• Recorded data:
_ _ _ _ _

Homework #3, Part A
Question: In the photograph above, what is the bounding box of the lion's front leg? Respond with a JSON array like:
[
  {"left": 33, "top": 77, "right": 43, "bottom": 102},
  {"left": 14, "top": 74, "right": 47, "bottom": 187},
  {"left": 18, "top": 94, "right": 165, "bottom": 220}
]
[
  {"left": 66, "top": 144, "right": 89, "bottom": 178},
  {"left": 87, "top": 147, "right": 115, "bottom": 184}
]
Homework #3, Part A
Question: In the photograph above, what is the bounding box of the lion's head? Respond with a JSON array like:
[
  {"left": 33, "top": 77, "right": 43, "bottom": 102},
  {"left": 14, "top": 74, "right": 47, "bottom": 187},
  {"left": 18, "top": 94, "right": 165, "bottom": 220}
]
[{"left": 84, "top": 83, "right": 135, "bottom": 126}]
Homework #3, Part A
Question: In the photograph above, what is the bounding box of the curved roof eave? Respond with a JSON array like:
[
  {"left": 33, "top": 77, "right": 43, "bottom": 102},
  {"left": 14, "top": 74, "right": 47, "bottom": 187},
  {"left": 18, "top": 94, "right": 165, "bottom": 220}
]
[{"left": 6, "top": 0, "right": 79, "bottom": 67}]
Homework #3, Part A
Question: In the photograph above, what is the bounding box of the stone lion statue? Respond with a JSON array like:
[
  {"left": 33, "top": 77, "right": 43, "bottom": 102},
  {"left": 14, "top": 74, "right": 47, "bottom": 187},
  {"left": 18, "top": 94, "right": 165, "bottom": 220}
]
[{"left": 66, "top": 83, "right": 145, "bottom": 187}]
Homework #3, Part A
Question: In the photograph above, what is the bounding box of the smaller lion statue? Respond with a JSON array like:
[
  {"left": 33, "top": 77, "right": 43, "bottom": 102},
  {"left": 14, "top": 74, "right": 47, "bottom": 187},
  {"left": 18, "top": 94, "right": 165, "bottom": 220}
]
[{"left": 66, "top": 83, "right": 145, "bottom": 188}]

_ _ _ _ _

• DO THIS: Write out every entry above, word for word.

• SOLUTION BELOW:
Homework #3, Part A
Question: In the photograph above, what is the bounding box of the lion's front leg? Respond with a JSON array like:
[
  {"left": 33, "top": 77, "right": 43, "bottom": 102},
  {"left": 14, "top": 74, "right": 47, "bottom": 187},
  {"left": 18, "top": 94, "right": 165, "bottom": 220}
]
[
  {"left": 66, "top": 144, "right": 89, "bottom": 178},
  {"left": 87, "top": 147, "right": 115, "bottom": 184}
]
Homework #3, Part A
Question: In the photograph above, what is the bounding box of the lion's head? Respond with a JSON array like:
[
  {"left": 33, "top": 77, "right": 43, "bottom": 102},
  {"left": 14, "top": 74, "right": 47, "bottom": 187},
  {"left": 18, "top": 94, "right": 165, "bottom": 220}
]
[{"left": 84, "top": 83, "right": 135, "bottom": 126}]
Homework #3, Part A
Question: In the photograph above, what is the bounding box of the curved roof eave? Respond with a JSON array like:
[
  {"left": 33, "top": 77, "right": 43, "bottom": 102},
  {"left": 14, "top": 74, "right": 47, "bottom": 187},
  {"left": 18, "top": 94, "right": 165, "bottom": 220}
]
[{"left": 6, "top": 0, "right": 79, "bottom": 67}]
Homework #3, Part A
Question: In the photograph above, what is the bounding box of the stone lion statue? Respond with a JSON array like:
[
  {"left": 33, "top": 77, "right": 43, "bottom": 102},
  {"left": 14, "top": 74, "right": 47, "bottom": 187},
  {"left": 18, "top": 94, "right": 165, "bottom": 220}
]
[{"left": 66, "top": 83, "right": 145, "bottom": 187}]
Homework #3, Part A
Question: In the photograph above, what is the bounding box of the smaller lion statue? Respond with a JSON array like:
[
  {"left": 33, "top": 77, "right": 43, "bottom": 102},
  {"left": 14, "top": 74, "right": 47, "bottom": 187},
  {"left": 18, "top": 94, "right": 165, "bottom": 220}
]
[{"left": 66, "top": 83, "right": 145, "bottom": 188}]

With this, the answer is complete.